» **Data**:
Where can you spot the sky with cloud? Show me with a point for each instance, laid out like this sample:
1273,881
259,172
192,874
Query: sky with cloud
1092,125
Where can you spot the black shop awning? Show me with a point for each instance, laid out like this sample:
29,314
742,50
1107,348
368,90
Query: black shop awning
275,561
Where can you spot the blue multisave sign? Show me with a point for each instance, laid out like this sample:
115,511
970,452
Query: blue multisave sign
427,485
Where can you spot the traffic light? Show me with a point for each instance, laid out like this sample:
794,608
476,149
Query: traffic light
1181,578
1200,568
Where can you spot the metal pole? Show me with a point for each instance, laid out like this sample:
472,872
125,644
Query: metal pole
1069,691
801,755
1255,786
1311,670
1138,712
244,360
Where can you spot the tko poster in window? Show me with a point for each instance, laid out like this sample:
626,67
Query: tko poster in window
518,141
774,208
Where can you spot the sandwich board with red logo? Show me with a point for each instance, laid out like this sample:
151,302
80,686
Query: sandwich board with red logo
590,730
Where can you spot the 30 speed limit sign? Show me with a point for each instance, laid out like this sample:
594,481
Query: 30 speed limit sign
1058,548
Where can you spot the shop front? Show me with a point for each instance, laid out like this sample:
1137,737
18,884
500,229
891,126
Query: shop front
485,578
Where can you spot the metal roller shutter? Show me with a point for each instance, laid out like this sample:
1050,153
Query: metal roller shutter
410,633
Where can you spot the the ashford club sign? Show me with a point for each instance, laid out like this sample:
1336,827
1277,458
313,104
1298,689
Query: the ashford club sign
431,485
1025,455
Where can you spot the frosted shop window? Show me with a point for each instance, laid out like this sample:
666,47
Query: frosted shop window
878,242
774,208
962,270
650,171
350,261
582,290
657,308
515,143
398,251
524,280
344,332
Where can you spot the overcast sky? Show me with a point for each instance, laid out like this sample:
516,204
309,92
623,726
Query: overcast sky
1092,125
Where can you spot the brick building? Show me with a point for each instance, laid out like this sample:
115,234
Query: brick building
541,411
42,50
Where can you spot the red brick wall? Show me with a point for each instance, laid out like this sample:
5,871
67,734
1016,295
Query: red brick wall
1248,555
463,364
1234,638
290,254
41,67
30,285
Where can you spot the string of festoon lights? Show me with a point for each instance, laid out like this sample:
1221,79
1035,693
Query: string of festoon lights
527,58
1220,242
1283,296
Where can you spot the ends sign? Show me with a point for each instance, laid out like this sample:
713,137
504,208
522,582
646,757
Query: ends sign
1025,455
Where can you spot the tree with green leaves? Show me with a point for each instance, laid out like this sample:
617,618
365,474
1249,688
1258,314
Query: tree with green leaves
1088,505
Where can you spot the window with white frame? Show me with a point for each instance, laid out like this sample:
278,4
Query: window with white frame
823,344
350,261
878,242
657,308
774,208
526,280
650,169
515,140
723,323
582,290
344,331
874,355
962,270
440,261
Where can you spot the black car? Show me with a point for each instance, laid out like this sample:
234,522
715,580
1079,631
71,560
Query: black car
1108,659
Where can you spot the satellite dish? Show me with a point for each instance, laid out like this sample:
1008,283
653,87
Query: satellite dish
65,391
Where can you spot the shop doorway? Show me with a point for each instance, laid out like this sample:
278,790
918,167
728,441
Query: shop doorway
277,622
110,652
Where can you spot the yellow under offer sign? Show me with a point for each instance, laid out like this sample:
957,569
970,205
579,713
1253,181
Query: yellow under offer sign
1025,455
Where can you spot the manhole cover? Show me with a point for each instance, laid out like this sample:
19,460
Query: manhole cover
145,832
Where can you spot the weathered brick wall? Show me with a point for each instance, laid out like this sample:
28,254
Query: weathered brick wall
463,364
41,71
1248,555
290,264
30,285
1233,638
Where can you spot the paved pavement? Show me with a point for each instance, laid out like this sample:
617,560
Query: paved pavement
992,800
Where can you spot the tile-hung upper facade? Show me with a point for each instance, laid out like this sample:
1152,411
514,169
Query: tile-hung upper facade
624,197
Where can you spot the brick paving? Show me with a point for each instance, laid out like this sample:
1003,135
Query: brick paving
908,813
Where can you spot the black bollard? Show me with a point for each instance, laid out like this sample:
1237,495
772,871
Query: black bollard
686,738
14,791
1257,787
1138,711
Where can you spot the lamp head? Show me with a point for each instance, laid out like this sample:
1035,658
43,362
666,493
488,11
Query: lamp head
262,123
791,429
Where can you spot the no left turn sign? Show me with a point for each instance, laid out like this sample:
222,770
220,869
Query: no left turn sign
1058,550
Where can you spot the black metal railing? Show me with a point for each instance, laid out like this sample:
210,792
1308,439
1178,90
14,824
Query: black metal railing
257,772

» **What is needed**: Reproduce all of the data above, substituting "formatted like this sample" for every occurrence of "laid out like this sample" and leaving everything else unchanged.

» **Written answer**:
Where can you spot the sky with cloud? Show me with a point for each instance, formatted like this sample:
1273,881
259,172
192,874
Query: sky with cloud
1092,125
Where can you spot the black shop awning? Show me with a point for each instance, formatted like this sample:
29,314
742,50
1107,348
368,90
Query: black shop awning
275,561
Where can you spot the blue multisave sign? Show me with a point for each instance, formatted like this sample:
115,511
970,452
Query: blue multisave sign
427,485
Where can you spot the traffic light? Show me with a point for each instance, formatted like this sample:
794,608
476,149
Query: traffic light
1181,578
1200,568
Where can you spot the metal pole? Show me with a point for each instance, formatted like this sample:
472,872
125,644
Query: metal pole
1069,691
801,755
1255,786
1311,670
1138,712
244,360
Where can you spot the tko poster in window? Show me with a point for each instance, formatted like this sample:
626,67
Query: tko poster in window
518,141
774,208
Where can you spot the sandwich board with red logo? Show me with a point for each instance, formatted like this sample:
151,302
80,686
Query: sandwich board with red logo
590,730
Where can you spot the 30 speed limit sign? Show me with a point for each instance, formatted like this sample:
594,481
Query: 30 speed limit sign
1058,548
Where can you spot the shop front? Show me with a point for each instance, formatted like this sample:
1137,737
18,884
500,229
891,126
Query: shop front
485,578
Where can you spot the metal roller shutter? Show me with a point for each instance, formatted like this sample:
1050,153
Query: metal roller shutter
410,633
Where can you spot the the ashford club sign? Show me with a point for each instance, formatted like this sample:
1336,827
1277,458
313,104
1298,689
Query: the ashford club sign
431,485
1025,455
Where can you spot the frosted shop window? Show me with a point for each instance, formatted like this sample:
666,47
Query: frosted shop window
878,242
774,208
962,270
650,171
350,261
582,290
657,308
515,143
398,251
524,280
344,332
Where can you spot the overcast sky? Show me with a point for each instance, formatted like this sample:
516,204
309,92
623,726
Query: overcast sky
1092,125
Where can you spot the brick building? Show me with a point for each instance, formatted like this sample:
115,234
Query: brick building
541,411
42,50
Where can you spot the red brick wall? Show me with a point for each instance, formatted like this sample:
5,871
67,734
1016,295
Query: red brick wall
1248,555
463,364
1234,638
290,254
41,67
30,285
Where can you spot the string of festoon lights? Show me with a point for each instance, formatted like this sample:
1221,79
1035,693
Query: string of festoon lights
527,58
1220,242
1283,296
Where can you spot the ends sign? Show me with a point for each instance, formatted like this sample:
713,137
504,208
522,582
646,757
Query: ends sign
1025,455
Where can you spot the tree with green leaves? Show me with a point for each instance, formatted like this sample:
617,618
365,474
1249,688
1258,314
Query: tree with green leaves
1088,505
Where can you spot the window with white frame? Show me with a point for each instance, formatted like this sample:
278,4
Query: window with white frame
823,344
350,261
878,242
657,308
774,208
526,280
650,169
515,140
723,323
582,290
344,331
874,355
962,270
440,261
Where can you spot the black car? Show me with a point for each instance, formatted like this sample:
234,522
715,580
1079,631
71,560
Query: black car
1108,659
Where can you spot the satellite dish? Show me with a point for each instance, formatted like this sample:
1008,283
653,87
Query: satellite dish
65,391
Where can you spot the shop doorway? Show me with a point for each instance, formatted like this sample:
278,790
918,167
728,441
Query: shop doorway
277,622
110,652
Where can you spot the yellow under offer sign? Show me with a point for each instance, formatted like this sample:
957,569
970,205
579,713
1253,181
Query: yellow under offer sign
1025,455
Where can you spot the manhole cover? Show me with a point for each instance, formatted like this sample:
19,460
Query: manhole cover
145,832
Where can you spot the weathered brick wall? Show me with a point for each instance, formatted like this sample:
28,254
Query: weathered brick wall
463,364
41,71
1248,555
290,264
30,285
1233,638
Where can you spot the paved pavement? Show me with a point for each instance, formatted like this sample:
617,560
Query: paved pavement
992,800
Where can you spot the tile-hung upper facade? Show me with a point for each instance, formatted like this sample:
1152,411
514,169
Query: tile-hung upper facade
624,197
Where can you spot the brick paving? Show me with a point for each instance, formatted like this sample:
1003,135
Query: brick paving
908,813
Where can you spot the black bollard? Show me with a point for each instance, formatted like this sample:
1237,495
772,871
Query: black bollard
686,738
14,791
1257,787
1138,711
Where can you spot the lamp head? Show me with a point for each instance, formatted like this sample:
1035,658
43,362
666,493
488,11
Query: lamp head
262,123
791,429
Where can you spot the no left turn sign? Show me with a point for each instance, formatted like this sample:
222,770
220,869
Query: no left turn sign
1058,550
Where can you spot the black metal railing? Show me with a point for each instance, formatted like this sample:
210,792
1308,439
1178,90
14,824
Query: black metal railing
257,772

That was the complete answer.